* **Instruction A**: In the MVPN passage, how many source IP addresses per multicast group do IOS Release 12.0(26)S and earlier releases support?
* **Instruction B**: Reproduce the MVPN passage word for word, everything from "In a multicast virtual" down to "and earlier releases.".

In a multicast virtual private network (MVPN) service, the provider edge (PE) and provider (P) routers must transmit IP multicast traffic for default multicast distribution trees (MDTs) and Data MDTs. The number of sources in a default MDT group is equal to the number of PE routers connected to the VPN routing/forwarding (VRF) table using the default MDT group. Therefore, the number of source addresses in a service provider network is often larger than sixteen, the number of source IP addresses supported in a multicast group in IOS Release 12.0(26)S and earlier releases.

In the MVPN architecture, default MDTs create an (S,G) state with a unique source address (S) for each PE in the MVPN network for the same default MDT group address (G). As a result, multiple sources addresses (S) overlap the same default MDT group (G), making it difficult to determine the aggregate rate required on a customer VPN to support traffic forwarding on the default MDT. It is, therefore, recommended that a service provider enable hardware-based forwarding for as many overlapping source addresses as there are PE routers in the largest VPN that the service provider needs to support.

* **Data provided**:
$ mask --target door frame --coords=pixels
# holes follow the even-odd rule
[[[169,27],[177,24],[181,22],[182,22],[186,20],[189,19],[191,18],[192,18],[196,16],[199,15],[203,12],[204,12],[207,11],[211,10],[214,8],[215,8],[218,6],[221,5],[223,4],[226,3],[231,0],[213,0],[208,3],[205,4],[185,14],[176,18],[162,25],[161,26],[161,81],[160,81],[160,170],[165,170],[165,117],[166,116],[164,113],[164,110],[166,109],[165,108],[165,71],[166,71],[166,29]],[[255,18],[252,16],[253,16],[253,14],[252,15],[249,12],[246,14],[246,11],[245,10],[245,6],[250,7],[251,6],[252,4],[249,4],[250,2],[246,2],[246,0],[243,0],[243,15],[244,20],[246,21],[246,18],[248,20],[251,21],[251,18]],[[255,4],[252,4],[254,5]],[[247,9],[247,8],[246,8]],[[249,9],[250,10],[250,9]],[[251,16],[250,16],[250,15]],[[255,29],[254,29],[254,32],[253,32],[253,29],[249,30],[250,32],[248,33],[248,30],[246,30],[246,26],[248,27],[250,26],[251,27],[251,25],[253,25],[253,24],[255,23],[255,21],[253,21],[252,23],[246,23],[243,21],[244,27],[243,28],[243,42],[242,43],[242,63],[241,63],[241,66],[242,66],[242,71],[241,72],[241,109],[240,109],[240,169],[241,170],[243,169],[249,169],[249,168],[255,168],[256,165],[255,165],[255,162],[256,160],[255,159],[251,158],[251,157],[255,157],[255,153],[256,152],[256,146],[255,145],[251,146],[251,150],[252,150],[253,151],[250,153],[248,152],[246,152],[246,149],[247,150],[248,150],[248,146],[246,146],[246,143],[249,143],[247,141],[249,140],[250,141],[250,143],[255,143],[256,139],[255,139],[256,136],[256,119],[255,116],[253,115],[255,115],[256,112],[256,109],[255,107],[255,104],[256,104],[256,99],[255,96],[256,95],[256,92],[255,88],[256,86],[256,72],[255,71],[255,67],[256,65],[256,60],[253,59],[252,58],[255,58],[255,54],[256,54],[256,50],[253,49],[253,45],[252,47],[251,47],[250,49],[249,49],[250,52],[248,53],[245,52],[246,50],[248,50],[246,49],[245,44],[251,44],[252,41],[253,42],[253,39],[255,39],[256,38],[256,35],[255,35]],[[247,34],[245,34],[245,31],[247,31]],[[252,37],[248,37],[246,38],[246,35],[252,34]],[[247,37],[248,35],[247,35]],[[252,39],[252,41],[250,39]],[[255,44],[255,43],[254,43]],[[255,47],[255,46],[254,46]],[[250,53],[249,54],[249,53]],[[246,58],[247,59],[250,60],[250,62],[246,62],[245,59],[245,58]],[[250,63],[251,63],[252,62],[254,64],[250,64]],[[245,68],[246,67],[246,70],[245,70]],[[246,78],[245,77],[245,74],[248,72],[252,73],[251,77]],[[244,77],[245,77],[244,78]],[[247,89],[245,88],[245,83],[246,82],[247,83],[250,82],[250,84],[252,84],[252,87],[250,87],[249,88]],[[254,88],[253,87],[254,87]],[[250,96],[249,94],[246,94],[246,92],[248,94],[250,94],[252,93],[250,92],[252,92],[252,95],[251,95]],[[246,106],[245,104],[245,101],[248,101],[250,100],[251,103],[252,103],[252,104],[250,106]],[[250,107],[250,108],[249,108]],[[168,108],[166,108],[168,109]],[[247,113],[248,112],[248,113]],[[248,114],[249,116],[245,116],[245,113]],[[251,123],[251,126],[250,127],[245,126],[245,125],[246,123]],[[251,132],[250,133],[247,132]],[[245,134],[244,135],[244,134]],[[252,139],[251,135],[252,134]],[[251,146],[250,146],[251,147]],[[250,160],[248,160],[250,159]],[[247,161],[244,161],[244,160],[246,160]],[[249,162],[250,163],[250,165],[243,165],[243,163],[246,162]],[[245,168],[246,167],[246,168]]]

* **Worked solution A**: Sixteen.

* **Worked solution B**:
In a multicast virtual private network (MVPN) service, the provider edge (PE) and provider (P) routers must transmit IP multicast traffic for default multicast distribution trees (MDTs) and Data MDTs. The number of sources in a default MDT group is equal to the number of PE routers connected to the VPN routing/forwarding (VRF) table using the default MDT group. Therefore, the number of source addresses in a service provider network is often larger than sixteen, the number of source IP addresses supported in a multicast group in IOS Release 12.0(26)S and earlier releases.